- **Labeled contour entries**

────────

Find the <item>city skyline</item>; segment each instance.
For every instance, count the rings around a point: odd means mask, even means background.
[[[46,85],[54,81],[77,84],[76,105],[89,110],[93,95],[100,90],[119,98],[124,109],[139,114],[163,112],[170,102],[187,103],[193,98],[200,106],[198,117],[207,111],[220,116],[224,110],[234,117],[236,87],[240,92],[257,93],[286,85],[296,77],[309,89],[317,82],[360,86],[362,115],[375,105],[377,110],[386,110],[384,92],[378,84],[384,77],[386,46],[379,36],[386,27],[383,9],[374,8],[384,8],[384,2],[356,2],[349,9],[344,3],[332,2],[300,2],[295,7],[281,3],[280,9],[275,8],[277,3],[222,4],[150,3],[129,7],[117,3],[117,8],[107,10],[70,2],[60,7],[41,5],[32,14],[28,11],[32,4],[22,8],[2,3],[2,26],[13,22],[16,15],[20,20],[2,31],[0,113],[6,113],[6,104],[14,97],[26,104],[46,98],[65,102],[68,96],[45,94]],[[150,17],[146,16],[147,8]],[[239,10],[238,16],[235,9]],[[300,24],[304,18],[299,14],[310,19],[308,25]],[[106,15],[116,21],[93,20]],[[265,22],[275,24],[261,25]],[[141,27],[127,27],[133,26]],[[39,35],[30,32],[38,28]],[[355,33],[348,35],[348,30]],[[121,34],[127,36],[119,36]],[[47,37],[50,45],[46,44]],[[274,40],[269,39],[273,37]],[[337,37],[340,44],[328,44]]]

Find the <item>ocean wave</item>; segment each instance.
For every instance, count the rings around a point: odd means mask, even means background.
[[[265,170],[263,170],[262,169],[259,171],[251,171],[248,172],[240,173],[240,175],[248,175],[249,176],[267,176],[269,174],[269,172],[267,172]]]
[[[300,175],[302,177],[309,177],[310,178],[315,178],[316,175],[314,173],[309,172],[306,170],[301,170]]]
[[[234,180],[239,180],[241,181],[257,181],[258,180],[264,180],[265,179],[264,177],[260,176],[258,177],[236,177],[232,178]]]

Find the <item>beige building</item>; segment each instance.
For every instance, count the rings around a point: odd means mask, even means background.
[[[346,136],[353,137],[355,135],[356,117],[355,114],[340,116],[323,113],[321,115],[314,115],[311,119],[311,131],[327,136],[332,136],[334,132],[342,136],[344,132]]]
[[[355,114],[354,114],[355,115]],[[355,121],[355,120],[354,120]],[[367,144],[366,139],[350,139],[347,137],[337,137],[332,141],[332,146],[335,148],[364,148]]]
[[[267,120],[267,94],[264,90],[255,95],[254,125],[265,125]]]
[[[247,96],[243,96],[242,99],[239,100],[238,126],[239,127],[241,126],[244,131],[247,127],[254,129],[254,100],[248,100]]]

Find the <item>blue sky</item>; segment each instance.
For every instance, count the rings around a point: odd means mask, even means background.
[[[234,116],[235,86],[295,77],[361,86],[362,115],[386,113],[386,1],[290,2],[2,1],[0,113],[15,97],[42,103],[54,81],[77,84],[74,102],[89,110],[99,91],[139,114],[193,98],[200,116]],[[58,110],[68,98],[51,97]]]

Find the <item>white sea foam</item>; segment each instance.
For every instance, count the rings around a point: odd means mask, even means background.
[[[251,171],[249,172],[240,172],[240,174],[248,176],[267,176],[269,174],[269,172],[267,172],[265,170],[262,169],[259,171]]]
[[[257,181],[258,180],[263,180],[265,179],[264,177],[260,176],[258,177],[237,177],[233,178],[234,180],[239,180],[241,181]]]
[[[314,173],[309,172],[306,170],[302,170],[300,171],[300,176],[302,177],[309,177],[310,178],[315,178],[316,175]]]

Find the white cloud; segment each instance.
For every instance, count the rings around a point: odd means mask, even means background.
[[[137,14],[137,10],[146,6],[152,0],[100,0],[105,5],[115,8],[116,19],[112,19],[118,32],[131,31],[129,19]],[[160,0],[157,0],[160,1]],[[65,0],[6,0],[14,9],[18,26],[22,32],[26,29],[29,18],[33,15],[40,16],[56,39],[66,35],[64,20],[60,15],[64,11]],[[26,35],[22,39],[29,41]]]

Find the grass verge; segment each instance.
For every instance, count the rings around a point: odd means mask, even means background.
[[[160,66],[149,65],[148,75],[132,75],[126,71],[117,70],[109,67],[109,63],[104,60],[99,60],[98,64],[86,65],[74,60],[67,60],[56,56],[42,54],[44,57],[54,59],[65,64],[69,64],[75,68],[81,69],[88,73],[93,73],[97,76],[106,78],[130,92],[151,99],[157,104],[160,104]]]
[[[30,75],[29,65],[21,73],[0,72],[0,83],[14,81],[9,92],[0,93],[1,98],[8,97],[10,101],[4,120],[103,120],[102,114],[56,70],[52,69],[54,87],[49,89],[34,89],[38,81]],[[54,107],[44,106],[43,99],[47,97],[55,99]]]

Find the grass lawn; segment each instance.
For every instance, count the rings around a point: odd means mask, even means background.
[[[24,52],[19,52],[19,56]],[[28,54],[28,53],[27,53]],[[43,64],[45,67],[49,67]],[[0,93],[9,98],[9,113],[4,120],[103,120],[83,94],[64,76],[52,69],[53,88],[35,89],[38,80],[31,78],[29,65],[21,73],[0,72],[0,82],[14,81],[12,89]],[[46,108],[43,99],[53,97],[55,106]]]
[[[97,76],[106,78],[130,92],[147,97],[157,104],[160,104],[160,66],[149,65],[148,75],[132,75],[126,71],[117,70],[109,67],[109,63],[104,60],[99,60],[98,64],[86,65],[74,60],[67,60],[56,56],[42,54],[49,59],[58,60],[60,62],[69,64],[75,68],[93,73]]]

────────

- **TASK TO CARRY OUT**
Rewrite the stretch from the line containing "Find the grass verge; segment each instance." through the final line, requests included, and shift every outline coordinate by adding -14 to it.

- **RESPONSE BELOW**
Find the grass verge; segment each instance.
For every instance, count the rings around a point: odd means mask, even means background.
[[[146,52],[135,51],[134,61],[118,61],[112,57],[103,56],[95,53],[95,49],[90,46],[85,46],[84,50],[72,51],[60,46],[53,46],[42,42],[28,40],[30,43],[40,45],[51,50],[55,50],[61,54],[67,55],[74,59],[79,59],[83,62],[92,64],[116,78],[137,85],[143,90],[146,90]]]
[[[16,61],[15,51],[7,59],[-14,58],[-14,69],[0,67],[-5,78],[-14,79],[-13,84],[-6,83],[-4,87],[-10,106],[89,106],[88,100],[42,56],[38,55],[40,73],[35,75],[20,75],[24,67]],[[40,93],[30,92],[29,85],[33,83],[41,85]]]

Find the grass lawn; segment each instance.
For every instance, count the rings around a point: odd means mask, even means background.
[[[10,38],[5,38],[5,42]],[[14,40],[14,39],[13,39]],[[29,50],[31,53],[35,53]],[[-14,79],[-5,84],[-5,99],[-10,106],[89,106],[69,80],[50,62],[38,55],[39,74],[21,75],[24,66],[17,64],[15,51],[7,59],[-14,58],[-14,68],[0,67],[-2,75]],[[32,94],[29,85],[39,83],[41,92]]]
[[[83,62],[92,64],[116,78],[133,83],[143,90],[146,90],[146,52],[135,51],[134,61],[118,61],[112,57],[103,56],[95,53],[95,49],[90,46],[85,46],[84,50],[72,51],[60,46],[53,46],[42,42],[28,40],[35,45],[44,46],[46,48],[55,50],[61,54],[79,59]]]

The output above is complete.